◆ Required task: Starting with the line that has "point: woman in black blazer" in it, repeat every line through the last one, word for word, and give nothing more.

◆ Records shown:
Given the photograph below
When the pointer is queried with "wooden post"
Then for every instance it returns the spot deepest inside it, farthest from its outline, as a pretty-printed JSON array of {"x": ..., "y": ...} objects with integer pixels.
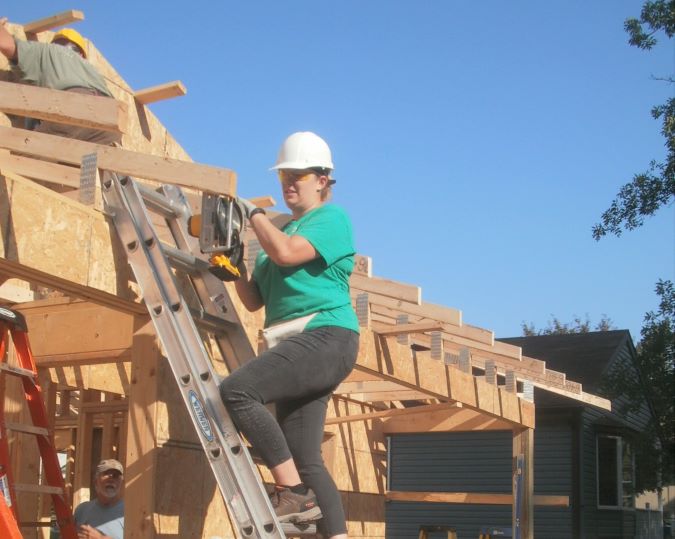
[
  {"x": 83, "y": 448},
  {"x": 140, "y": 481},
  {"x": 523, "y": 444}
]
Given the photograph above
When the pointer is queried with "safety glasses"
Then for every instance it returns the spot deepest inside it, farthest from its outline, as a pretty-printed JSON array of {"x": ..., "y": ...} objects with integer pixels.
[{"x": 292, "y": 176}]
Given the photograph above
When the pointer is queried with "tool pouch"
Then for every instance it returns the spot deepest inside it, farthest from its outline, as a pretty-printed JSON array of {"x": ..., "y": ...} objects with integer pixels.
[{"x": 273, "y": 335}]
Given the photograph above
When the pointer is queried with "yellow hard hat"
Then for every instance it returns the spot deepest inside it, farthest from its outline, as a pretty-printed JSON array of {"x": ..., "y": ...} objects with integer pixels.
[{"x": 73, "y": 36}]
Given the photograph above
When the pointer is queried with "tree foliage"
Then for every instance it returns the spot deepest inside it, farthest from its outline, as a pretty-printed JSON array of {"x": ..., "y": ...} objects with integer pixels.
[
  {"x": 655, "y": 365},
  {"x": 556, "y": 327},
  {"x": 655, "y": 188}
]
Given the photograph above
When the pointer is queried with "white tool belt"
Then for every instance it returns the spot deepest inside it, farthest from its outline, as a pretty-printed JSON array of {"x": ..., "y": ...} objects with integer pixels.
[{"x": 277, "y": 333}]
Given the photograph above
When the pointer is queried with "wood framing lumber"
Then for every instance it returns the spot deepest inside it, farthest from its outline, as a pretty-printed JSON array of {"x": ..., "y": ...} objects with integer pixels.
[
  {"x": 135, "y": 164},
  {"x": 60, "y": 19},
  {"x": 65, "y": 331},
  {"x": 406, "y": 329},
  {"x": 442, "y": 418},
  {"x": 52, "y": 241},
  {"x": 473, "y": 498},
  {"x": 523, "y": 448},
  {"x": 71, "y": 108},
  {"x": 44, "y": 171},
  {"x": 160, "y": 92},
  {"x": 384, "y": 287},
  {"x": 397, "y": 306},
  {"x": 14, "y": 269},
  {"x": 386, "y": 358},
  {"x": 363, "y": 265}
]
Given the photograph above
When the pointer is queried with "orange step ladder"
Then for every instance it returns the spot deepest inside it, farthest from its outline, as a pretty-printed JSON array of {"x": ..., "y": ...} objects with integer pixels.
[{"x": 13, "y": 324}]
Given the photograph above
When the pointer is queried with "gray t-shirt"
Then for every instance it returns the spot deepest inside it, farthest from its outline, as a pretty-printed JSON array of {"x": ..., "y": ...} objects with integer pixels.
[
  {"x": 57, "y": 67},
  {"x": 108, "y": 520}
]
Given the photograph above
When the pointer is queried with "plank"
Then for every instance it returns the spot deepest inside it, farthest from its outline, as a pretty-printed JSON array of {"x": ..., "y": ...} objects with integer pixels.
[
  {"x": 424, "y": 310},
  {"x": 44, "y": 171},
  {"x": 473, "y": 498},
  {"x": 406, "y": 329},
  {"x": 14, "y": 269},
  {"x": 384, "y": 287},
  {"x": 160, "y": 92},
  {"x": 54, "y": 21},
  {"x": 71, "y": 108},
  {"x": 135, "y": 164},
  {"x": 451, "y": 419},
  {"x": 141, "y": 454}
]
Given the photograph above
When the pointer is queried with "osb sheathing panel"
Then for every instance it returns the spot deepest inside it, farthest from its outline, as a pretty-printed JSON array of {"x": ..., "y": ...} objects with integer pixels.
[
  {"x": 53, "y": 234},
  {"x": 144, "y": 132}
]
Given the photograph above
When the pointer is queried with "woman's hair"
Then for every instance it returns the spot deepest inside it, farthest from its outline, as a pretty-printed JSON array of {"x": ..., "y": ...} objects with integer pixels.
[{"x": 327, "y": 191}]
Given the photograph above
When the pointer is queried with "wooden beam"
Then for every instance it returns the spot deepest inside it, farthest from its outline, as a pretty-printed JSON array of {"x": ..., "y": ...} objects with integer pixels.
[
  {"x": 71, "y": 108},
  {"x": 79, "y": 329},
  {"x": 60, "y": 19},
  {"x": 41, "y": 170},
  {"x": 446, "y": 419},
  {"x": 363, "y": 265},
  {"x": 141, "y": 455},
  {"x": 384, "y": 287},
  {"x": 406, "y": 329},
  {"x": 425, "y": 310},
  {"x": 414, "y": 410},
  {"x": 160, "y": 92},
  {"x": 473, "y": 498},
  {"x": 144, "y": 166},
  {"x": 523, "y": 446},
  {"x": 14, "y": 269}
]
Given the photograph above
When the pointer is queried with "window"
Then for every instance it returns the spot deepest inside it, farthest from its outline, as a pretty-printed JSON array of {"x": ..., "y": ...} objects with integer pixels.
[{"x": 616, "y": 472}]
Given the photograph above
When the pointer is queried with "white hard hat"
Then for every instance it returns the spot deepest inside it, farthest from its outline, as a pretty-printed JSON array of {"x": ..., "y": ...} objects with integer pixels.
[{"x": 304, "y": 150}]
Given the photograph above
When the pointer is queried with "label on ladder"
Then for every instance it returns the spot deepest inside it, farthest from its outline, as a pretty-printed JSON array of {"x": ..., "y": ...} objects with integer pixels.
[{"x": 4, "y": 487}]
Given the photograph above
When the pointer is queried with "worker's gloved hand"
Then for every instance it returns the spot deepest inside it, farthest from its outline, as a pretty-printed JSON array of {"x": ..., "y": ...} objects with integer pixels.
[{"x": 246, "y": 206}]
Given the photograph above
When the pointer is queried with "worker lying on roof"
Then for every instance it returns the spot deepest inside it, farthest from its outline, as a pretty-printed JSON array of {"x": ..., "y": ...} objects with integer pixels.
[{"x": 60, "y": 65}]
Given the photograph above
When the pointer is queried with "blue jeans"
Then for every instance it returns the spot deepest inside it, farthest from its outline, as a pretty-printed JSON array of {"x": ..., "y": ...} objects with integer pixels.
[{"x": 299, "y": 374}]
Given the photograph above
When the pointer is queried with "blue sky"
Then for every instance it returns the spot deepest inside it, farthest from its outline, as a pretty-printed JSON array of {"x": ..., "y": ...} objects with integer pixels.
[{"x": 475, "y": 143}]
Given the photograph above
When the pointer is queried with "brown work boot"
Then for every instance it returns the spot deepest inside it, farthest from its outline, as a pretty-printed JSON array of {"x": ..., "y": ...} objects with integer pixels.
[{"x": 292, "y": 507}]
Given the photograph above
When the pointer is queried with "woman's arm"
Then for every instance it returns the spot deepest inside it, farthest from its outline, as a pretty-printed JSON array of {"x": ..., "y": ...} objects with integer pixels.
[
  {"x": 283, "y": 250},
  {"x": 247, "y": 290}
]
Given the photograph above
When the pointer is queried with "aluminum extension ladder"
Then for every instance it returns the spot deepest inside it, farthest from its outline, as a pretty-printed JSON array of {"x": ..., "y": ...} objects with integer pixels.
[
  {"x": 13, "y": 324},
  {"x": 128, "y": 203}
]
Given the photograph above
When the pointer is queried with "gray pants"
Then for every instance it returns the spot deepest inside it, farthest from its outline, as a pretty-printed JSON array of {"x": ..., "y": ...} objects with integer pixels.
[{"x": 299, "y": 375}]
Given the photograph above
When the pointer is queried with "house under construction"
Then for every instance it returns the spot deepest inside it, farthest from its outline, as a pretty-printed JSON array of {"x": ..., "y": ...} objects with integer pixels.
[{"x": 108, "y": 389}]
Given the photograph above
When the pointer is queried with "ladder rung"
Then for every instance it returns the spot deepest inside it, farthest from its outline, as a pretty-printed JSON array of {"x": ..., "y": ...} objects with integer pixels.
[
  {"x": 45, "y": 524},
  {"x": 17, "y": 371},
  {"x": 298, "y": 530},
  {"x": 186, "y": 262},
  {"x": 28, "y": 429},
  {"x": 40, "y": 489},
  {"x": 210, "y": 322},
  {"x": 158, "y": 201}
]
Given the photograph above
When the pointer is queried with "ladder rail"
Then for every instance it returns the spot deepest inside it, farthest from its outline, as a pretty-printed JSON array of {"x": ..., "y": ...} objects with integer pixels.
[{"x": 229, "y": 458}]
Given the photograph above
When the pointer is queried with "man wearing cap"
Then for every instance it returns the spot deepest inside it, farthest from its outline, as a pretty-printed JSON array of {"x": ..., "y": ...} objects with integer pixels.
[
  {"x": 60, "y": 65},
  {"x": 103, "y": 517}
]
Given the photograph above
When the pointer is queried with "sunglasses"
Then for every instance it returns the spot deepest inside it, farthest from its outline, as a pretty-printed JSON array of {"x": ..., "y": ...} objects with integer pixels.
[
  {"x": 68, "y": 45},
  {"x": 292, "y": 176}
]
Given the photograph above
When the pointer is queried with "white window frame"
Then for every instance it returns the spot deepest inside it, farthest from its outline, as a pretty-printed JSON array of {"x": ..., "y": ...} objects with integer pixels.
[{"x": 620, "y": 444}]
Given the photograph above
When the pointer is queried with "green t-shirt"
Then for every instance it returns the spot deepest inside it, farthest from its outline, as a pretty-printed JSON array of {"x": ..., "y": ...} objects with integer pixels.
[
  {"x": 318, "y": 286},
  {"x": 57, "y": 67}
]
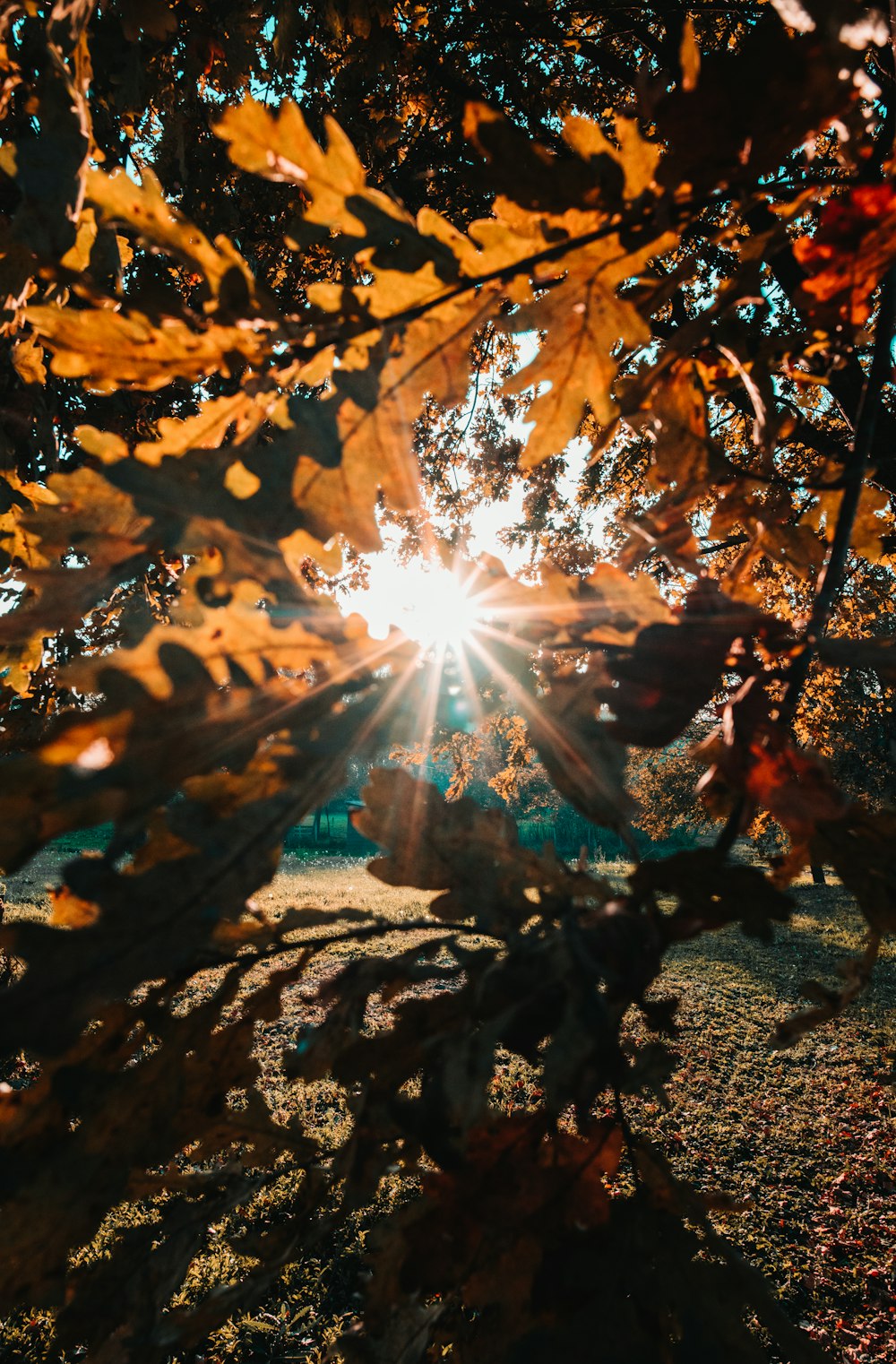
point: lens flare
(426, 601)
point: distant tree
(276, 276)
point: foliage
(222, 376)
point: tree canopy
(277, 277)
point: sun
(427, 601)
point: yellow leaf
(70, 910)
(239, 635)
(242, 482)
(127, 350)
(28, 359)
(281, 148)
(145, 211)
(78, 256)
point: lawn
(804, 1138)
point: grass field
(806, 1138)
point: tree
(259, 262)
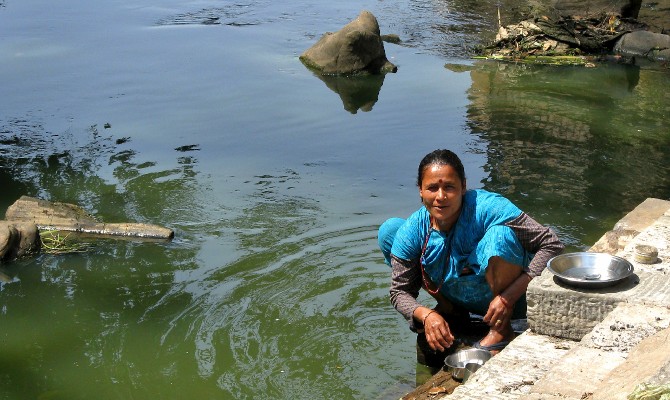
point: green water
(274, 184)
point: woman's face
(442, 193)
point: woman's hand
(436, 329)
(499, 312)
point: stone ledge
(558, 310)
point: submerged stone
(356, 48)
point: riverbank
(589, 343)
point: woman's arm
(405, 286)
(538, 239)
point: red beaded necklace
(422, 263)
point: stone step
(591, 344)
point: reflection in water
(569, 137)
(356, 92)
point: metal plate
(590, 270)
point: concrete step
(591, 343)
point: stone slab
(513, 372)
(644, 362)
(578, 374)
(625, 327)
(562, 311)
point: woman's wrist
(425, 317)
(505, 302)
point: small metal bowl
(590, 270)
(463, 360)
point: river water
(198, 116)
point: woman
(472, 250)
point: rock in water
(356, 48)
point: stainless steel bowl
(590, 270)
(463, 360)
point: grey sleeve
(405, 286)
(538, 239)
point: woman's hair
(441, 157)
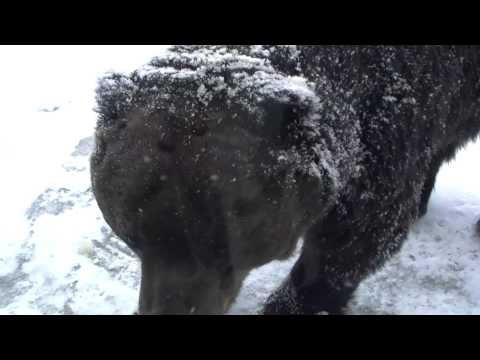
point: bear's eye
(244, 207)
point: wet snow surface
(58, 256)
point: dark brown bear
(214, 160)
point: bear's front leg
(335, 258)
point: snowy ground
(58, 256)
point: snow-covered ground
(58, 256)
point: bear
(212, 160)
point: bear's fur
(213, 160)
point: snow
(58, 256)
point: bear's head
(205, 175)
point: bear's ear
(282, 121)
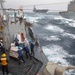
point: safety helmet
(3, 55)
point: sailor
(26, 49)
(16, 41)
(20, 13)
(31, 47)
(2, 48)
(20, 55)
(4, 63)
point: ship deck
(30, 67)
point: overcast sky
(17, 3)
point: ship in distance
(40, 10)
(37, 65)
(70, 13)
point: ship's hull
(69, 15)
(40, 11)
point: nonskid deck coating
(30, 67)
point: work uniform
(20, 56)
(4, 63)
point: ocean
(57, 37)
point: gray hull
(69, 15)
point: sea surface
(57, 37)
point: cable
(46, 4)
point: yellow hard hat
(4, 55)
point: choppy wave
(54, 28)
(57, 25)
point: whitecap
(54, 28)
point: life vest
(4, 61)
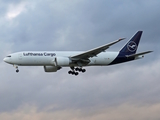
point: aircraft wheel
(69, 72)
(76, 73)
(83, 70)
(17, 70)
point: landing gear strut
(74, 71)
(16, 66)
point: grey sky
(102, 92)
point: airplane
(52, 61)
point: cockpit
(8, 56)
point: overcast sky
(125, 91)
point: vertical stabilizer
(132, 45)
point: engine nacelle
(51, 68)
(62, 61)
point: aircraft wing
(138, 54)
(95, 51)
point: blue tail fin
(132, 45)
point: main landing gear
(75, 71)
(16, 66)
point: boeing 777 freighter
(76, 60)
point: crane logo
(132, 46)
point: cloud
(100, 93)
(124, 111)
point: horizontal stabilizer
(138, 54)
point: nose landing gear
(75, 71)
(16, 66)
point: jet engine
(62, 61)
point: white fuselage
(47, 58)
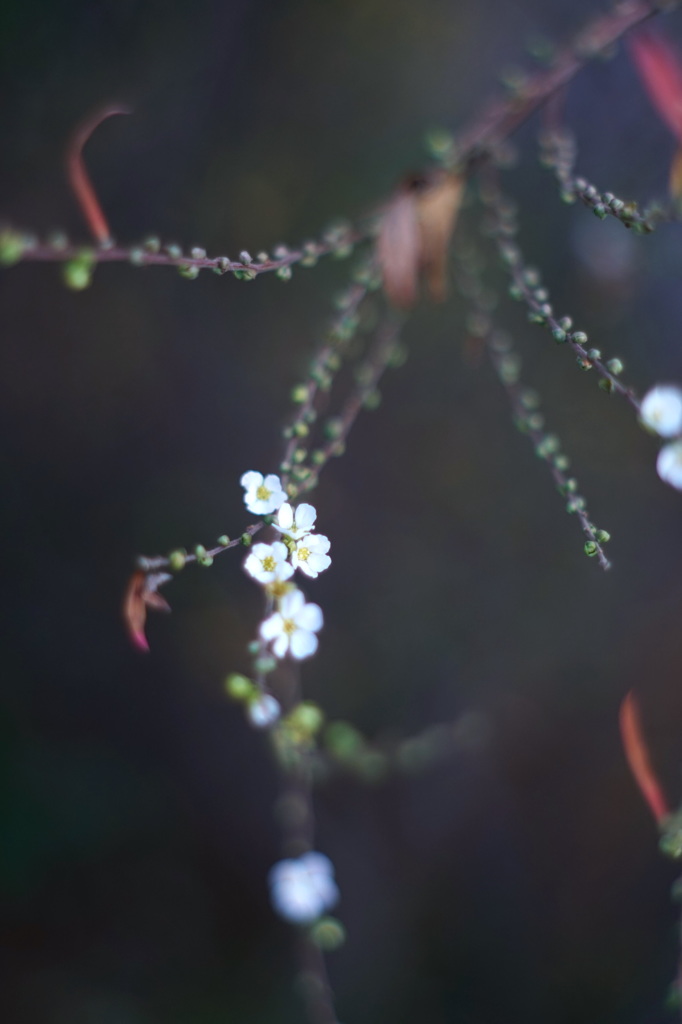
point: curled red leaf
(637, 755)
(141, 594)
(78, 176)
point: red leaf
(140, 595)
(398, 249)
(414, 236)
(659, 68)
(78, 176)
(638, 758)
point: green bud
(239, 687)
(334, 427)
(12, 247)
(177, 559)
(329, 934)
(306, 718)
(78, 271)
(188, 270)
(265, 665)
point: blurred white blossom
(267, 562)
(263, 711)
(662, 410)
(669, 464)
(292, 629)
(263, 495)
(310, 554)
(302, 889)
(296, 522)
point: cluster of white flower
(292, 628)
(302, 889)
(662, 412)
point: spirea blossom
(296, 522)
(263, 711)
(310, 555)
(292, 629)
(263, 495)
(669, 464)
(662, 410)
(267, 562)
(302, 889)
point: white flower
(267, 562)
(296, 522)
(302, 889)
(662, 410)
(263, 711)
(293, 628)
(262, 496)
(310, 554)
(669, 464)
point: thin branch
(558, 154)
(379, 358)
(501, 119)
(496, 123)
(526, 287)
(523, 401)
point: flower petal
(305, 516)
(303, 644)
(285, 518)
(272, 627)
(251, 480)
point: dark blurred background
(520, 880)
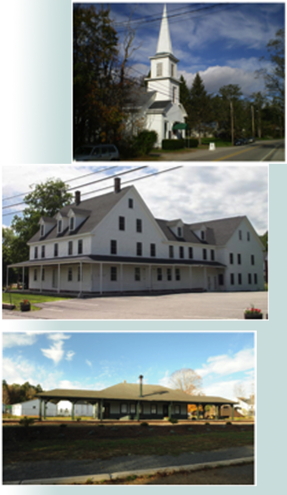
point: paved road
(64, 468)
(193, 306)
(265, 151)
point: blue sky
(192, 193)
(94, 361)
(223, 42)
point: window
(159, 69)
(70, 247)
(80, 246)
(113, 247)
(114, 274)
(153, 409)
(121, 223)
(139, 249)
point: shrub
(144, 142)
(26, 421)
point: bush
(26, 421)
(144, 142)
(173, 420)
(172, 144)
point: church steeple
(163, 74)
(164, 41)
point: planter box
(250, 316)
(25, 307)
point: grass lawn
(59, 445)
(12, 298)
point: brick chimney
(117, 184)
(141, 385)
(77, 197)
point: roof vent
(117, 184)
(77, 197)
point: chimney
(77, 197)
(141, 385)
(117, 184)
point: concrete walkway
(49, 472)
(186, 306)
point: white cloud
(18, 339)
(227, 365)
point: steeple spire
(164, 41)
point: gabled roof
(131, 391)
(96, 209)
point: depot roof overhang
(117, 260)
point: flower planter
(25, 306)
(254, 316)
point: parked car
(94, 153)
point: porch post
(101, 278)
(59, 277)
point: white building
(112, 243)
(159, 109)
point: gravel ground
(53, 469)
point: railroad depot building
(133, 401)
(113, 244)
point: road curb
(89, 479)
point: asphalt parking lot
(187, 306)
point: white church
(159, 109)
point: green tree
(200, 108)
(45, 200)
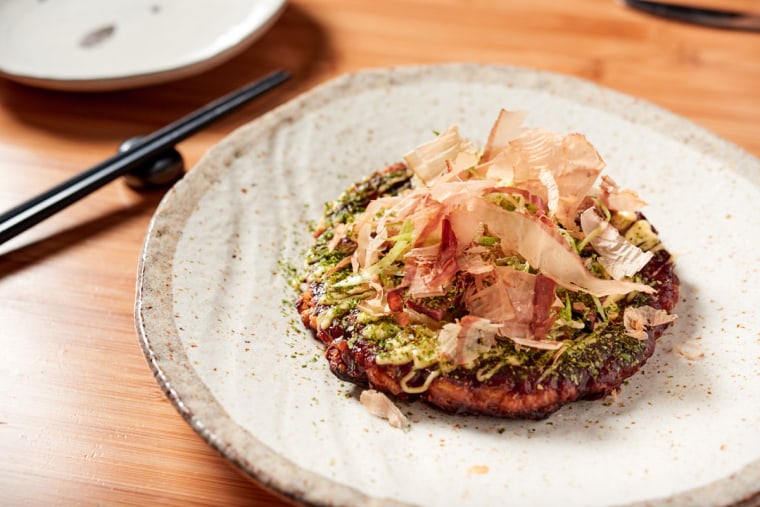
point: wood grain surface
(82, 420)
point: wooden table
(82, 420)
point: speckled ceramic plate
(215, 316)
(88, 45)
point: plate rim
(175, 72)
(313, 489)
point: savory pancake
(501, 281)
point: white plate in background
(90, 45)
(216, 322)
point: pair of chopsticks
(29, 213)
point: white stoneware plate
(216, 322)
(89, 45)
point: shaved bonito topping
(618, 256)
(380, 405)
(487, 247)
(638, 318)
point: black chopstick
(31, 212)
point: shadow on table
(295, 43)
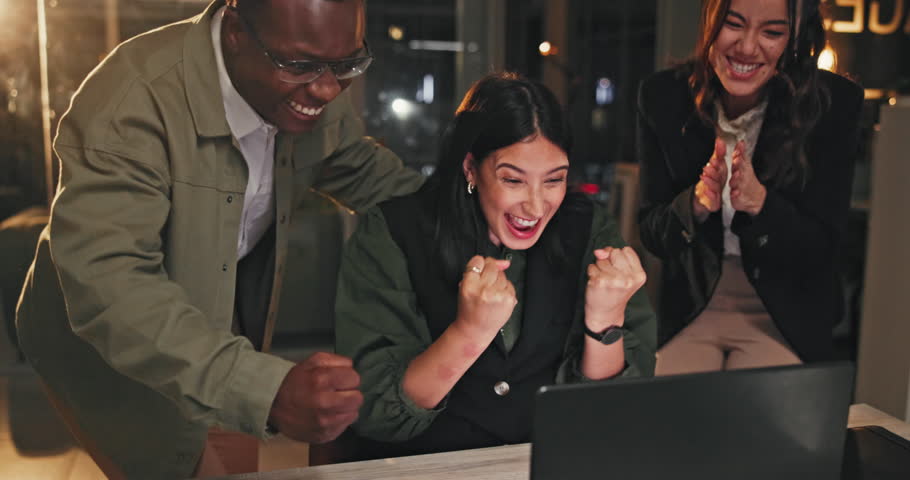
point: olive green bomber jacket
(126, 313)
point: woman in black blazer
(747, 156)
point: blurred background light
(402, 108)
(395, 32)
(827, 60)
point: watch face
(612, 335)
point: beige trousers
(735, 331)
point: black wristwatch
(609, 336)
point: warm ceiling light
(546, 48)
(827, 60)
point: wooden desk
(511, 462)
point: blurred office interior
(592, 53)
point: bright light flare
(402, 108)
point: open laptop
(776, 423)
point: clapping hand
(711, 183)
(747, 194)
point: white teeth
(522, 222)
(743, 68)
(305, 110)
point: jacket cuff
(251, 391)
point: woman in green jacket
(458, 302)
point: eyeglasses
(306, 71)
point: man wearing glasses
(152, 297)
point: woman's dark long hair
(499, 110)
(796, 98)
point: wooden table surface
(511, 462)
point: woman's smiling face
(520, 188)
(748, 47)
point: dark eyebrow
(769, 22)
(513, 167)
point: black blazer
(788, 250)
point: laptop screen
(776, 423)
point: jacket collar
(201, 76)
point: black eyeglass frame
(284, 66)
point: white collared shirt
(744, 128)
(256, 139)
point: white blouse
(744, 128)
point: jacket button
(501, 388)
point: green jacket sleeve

◆ The reply:
point: woman in black blazer
(747, 156)
point: blurred background light
(402, 108)
(395, 32)
(827, 60)
point: watch face
(612, 335)
point: beige trousers
(735, 331)
point: black wristwatch
(609, 336)
point: warm ceiling light
(546, 48)
(827, 60)
point: wooden desk
(511, 462)
point: blurred office interior
(592, 53)
point: bright light flare
(402, 108)
point: open laptop
(776, 423)
point: clapping hand
(711, 183)
(747, 194)
point: white teeth
(522, 222)
(743, 68)
(305, 110)
point: jacket cuff
(251, 391)
point: woman in green jacket
(458, 302)
point: eyeglasses
(306, 71)
point: man wearing glasses
(152, 297)
point: woman's dark long hair
(499, 110)
(796, 98)
point: wooden table surface
(511, 462)
point: woman's smiling face
(520, 188)
(748, 47)
point: dark eyebrow
(769, 22)
(513, 167)
point: black blazer
(788, 250)
point: laptop screen
(776, 423)
point: jacket collar
(201, 76)
point: black eyeglass frame
(284, 66)
point: white collared shirt
(744, 128)
(256, 139)
point: white blouse
(744, 128)
point: jacket button
(501, 388)
point: green jacket sleeve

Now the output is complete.